• [Exercise]: Would you return every entry below exactly as written, without its images?
*** Block opens ***
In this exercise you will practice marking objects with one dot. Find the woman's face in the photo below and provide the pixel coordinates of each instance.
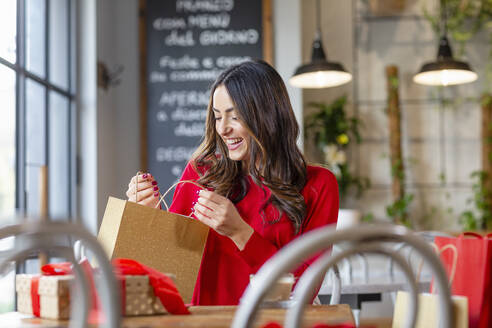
(228, 125)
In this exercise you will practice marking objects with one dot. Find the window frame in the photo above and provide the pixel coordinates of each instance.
(22, 75)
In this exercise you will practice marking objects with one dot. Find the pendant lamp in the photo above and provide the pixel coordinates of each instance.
(319, 73)
(445, 70)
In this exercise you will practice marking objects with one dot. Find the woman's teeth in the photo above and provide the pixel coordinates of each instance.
(233, 141)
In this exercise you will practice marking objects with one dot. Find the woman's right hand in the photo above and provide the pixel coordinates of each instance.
(148, 191)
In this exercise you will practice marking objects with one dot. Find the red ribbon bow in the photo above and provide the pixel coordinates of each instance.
(162, 285)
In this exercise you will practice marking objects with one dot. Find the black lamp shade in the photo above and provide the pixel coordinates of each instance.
(319, 73)
(445, 70)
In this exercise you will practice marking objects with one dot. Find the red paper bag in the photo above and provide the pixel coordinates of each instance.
(473, 277)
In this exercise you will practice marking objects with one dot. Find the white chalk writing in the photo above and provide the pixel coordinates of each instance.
(223, 37)
(189, 130)
(183, 76)
(181, 40)
(173, 154)
(169, 23)
(185, 62)
(204, 5)
(185, 114)
(209, 21)
(224, 61)
(184, 98)
(156, 77)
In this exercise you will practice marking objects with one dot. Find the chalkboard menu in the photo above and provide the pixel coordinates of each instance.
(188, 44)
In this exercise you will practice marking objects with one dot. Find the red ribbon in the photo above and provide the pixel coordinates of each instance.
(163, 286)
(36, 308)
(54, 269)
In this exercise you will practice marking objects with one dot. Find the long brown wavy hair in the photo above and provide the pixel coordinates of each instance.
(263, 107)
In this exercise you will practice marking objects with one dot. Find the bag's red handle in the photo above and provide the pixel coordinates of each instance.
(471, 234)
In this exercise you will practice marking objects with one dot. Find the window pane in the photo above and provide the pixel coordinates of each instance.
(32, 190)
(35, 36)
(59, 169)
(8, 17)
(58, 52)
(35, 123)
(7, 141)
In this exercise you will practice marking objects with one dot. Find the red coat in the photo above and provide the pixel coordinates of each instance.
(224, 271)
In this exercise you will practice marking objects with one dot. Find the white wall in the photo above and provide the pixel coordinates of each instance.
(118, 106)
(87, 112)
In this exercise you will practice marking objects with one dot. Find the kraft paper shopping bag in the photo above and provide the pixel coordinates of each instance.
(167, 242)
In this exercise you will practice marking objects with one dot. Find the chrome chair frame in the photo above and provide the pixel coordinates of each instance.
(289, 257)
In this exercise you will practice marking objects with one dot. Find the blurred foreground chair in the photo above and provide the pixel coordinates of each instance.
(43, 236)
(361, 239)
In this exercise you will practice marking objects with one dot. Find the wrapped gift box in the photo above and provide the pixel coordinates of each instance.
(54, 295)
(140, 298)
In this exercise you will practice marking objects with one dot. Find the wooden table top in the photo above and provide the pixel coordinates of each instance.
(202, 316)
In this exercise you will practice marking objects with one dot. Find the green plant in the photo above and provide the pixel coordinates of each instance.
(398, 210)
(333, 131)
(482, 216)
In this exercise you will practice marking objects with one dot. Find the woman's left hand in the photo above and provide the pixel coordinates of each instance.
(220, 214)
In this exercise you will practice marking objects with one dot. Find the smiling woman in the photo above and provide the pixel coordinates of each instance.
(260, 194)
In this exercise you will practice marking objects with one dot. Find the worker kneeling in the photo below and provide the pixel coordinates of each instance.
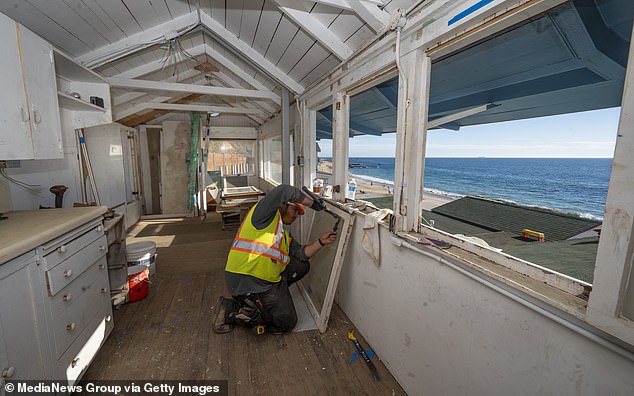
(264, 261)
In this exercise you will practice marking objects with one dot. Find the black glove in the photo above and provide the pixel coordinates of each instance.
(318, 205)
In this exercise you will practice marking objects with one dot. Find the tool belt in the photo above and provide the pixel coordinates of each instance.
(251, 312)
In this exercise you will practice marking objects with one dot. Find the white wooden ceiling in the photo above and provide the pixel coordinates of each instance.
(255, 48)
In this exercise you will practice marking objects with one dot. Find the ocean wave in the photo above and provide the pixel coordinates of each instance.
(452, 196)
(442, 193)
(372, 179)
(583, 215)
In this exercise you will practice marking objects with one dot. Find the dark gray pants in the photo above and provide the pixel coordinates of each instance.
(277, 300)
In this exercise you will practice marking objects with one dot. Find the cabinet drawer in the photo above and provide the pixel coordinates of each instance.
(59, 250)
(72, 321)
(85, 283)
(73, 364)
(72, 267)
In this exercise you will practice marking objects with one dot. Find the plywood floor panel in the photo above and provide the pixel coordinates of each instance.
(168, 335)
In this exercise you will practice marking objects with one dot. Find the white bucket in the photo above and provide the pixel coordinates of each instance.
(141, 254)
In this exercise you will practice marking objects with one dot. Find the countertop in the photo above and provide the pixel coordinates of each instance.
(25, 230)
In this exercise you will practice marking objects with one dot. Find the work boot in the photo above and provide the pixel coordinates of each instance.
(223, 315)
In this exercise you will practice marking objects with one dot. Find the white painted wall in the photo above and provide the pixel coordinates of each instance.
(105, 150)
(442, 333)
(5, 196)
(174, 176)
(46, 173)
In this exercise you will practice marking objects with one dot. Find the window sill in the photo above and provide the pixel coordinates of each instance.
(556, 290)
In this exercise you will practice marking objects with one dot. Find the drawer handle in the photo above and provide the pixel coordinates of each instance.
(8, 372)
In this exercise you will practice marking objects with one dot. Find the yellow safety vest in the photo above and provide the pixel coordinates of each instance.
(260, 253)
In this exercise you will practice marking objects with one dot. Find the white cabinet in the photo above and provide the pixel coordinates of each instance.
(29, 111)
(55, 306)
(77, 302)
(76, 86)
(23, 348)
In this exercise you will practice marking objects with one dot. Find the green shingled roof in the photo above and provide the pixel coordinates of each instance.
(503, 216)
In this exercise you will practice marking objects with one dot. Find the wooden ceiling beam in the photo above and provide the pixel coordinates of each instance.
(135, 120)
(314, 28)
(139, 41)
(187, 88)
(244, 49)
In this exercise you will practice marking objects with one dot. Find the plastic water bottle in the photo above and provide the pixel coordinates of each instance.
(352, 189)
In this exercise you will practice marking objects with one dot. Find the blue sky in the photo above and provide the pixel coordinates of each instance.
(586, 134)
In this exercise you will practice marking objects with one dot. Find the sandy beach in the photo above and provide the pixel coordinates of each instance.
(370, 187)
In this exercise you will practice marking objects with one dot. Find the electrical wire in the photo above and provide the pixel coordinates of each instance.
(25, 186)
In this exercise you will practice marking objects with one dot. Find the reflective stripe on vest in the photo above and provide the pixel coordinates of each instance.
(261, 249)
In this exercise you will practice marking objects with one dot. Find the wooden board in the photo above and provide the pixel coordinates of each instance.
*** Block closes ***
• [Result below]:
In this exercise you will practice marking objects with one dot. Find the woman's face in the photo below and provide the pixel coordinates of each instance.
(228, 125)
In this exercise you will practice marking objects with one dot. Find the window frame in the photo above and provide the pixel coordinates of each instance.
(22, 75)
In this exercise you will practice marking objects with one dot. Find the pendant lamp in the photo above and provide the pixel coordinates of each instance.
(319, 73)
(445, 70)
In this exercise you will practice marking objects with one dot. Find the woman's teeth in the photo above and provide the pixel coordinates of each instance.
(233, 141)
In this exercise you will practice marking objects with one dot. Find the woman's right hand in the photo above and provide the pixel coordinates of each instance.
(148, 191)
In this exercise you will practice marking objects with one dot. Find the red ribbon bow in the photo above and provide the pixel coordinates of each instance.
(162, 285)
In this exercise you will practice marking objects with one dot. Find the black lamp shade in the photo above and provide the pixel coordinates of each instance.
(319, 73)
(445, 70)
In this exercise you will practice marking objects with one dot. Find the red paper bag in the photo above and provide the pixel coordinates of each instance.
(473, 277)
In this exercise you will practice marking objects with one dot. Find the white chalk writing in the photo above and provide the pixel coordinates of each instance.
(223, 37)
(189, 130)
(183, 76)
(181, 40)
(173, 154)
(169, 23)
(185, 62)
(204, 5)
(185, 114)
(209, 21)
(224, 61)
(184, 98)
(156, 77)
In this exercise you will practice marking objects with one dot. Find the chalkboard menu in the photo above and provide the pixel coordinates of each instance.
(188, 44)
In this exercise you will practice marking objects with one dot. Find the red ribbon in the photo above and provide the pixel coordinates of each instance.
(163, 286)
(36, 308)
(54, 269)
In this exercise you will practice marking objects with one dot. Find the long brown wavy hair in the photo above and provide the pixel coordinates of each instance.
(263, 107)
In this exercise you will practice marking objects with one dot. Find the bag's red handle in the photo above and provide the pixel coordinates of each instance.
(471, 234)
In this exercise you will practice marking objects with one dot. Find the window pane in the photo above and provide the pixel coordinates of each instance.
(32, 190)
(35, 36)
(59, 169)
(8, 17)
(58, 52)
(35, 123)
(7, 141)
In this exercise you will practice marking objects with one dot. Find the red coat in the photo above and provide the pixel coordinates of each instance.
(224, 271)
In this exercise you will practice marking objects with one dot. Find the white wall in the photo above and provide the pixel coordinates of each instance.
(118, 106)
(87, 112)
In this exercise you will practice marking objects with one dot. Find the kraft paper shopping bag in the photo above and provide the pixel coordinates of each instance.
(167, 242)
In this exercise you will practice marking objects with one dot. Find the chrome chair frame in the photo above and provide the pixel coordinates of each instance.
(289, 257)
In this exercise you will practice marking objects with one dot. Find the blurred foreground chair in the photo above and provide the pixel coordinates of each instance.
(43, 236)
(361, 239)
In this exercise you will practice marking objects with one dot. Find the wrapped gift box in the photo above and provide the pixel coordinates of each instance.
(54, 295)
(140, 298)
In this exercise you will practice marking objects with one dot. Find the wooden table top in the photo above and provide the pixel coordinates of each instance.
(202, 316)
In this exercise you will practice marking objects with one dot. Find the green plant in the photo above and provide the pixel coordinates of each instance.
(398, 210)
(333, 131)
(482, 216)
In this exercise you will practice marking objects with one dot. Find the woman's left hand in the photo above and provide the pixel coordinates of each instance.
(220, 214)
In this exercise you will practice marking objects with one dot. Find the smiling woman in the photo above and provide the pixel coordinates of each instance.
(260, 194)
In this exercise you will practice marking objects with one dot. Find the worker kneeling in the photo below and provide the pixel coordinates of each instance.
(264, 261)
In this exercise you will practice marking objects with one dot. Find the black glove in the photo above and provide the pixel coordinates of each instance.
(318, 205)
In this exercise you will practice marking objects with one dot. Find the tool belt in the photo above and provide the pixel coordinates of each instance.
(251, 312)
In this exercise you will practice marking objects with one dot. Find the white wooden ceiling in the photo above and provide the pixel coordinates of each instance.
(255, 48)
In this exercise you will practice marking objects with one dot. Find the ocean wave in the photo above and provide the pixel coordinates of each instance.
(452, 196)
(442, 193)
(372, 179)
(583, 215)
In this exercise you will practice marking objects with one dot. Find the dark gray pants in the photo above and provide the pixel coordinates of each instance.
(277, 300)
In this exercise you will practice marking objects with one dot. Find the cabinet drawer in the photo above and provide the pixel coordinates of each instance.
(59, 250)
(72, 321)
(85, 283)
(73, 364)
(72, 267)
In this exercise you will practice marking objects with one dot. Find the plywood floor panel in the photo above and provide the pixel coordinates of each instance.
(168, 335)
In this exercise you will practice marking objects with one dot. Find the white bucket in the photo above and provide the pixel coordinates of each instance.
(141, 254)
In this exercise you will practice marking objects with one dot. Find the countertop in the photo above and provide the pixel coordinates of each instance.
(25, 230)
In this exercise you will practice marking objects with one dot. Find the work boot in the photo above and provide the pixel coordinates of each instance.
(223, 315)
In this exercise you will practice marking objects with one dot. Find the white painted wall in the photo above and provide the pixel coordinates of each instance.
(105, 150)
(442, 333)
(5, 196)
(174, 176)
(46, 173)
In this exercise you will practice marking objects with one dot. Find the window sill in the photo above and provide the pixel coordinates of each instance.
(556, 290)
In this exercise you will practice marking objects with one dot. Find the drawer handle in the photo above and provide the pixel coordinates of each instance.
(8, 372)
In this exercise you will practice marking objects with one dot. Find the yellow safety vest in the photo above and provide the pixel coordinates of each instance.
(260, 253)
In this exercise you will practice marking objects with one dot. Find the white cabinet in the photo above and provide the pixel coordinates of each instance.
(29, 111)
(55, 306)
(77, 302)
(76, 86)
(23, 348)
In this exercise you will practice marking objects with one dot. Find the green shingled roof in the photo above and provide the pixel coordinates of each instance.
(503, 216)
In this exercise you will practice marking objects with one dot. Find the wooden ceiling beam in the photo above and provide the pixel coordinates of each instance.
(135, 120)
(314, 28)
(139, 41)
(187, 88)
(244, 49)
In this exercise you will practice marking objects with one dot. Find the plastic water bottle in the photo above and provide the pixel coordinates of each instance.
(352, 189)
In this exercise you will practice marking objects with one dot. Find the blue sky in the photo above and provide the pixel coordinates of each instance.
(586, 134)
In this exercise you will practice marking objects with one dot. Find the sandy beach in the photo above and provide the pixel coordinates of each instance.
(370, 187)
In this exercise you will practice marking objects with one dot. Find the electrical wire in the photo above and provide the pixel coordinates of each instance.
(25, 186)
In this exercise you will practice marking objects with one dot. Find the reflective stripe on vest in the photo above and provide the pixel coordinates of each instance.
(261, 249)
In this exercise you will practice marking objects with one dot. Find the wooden board in the photo above and provide the pixel coordinates of each instance.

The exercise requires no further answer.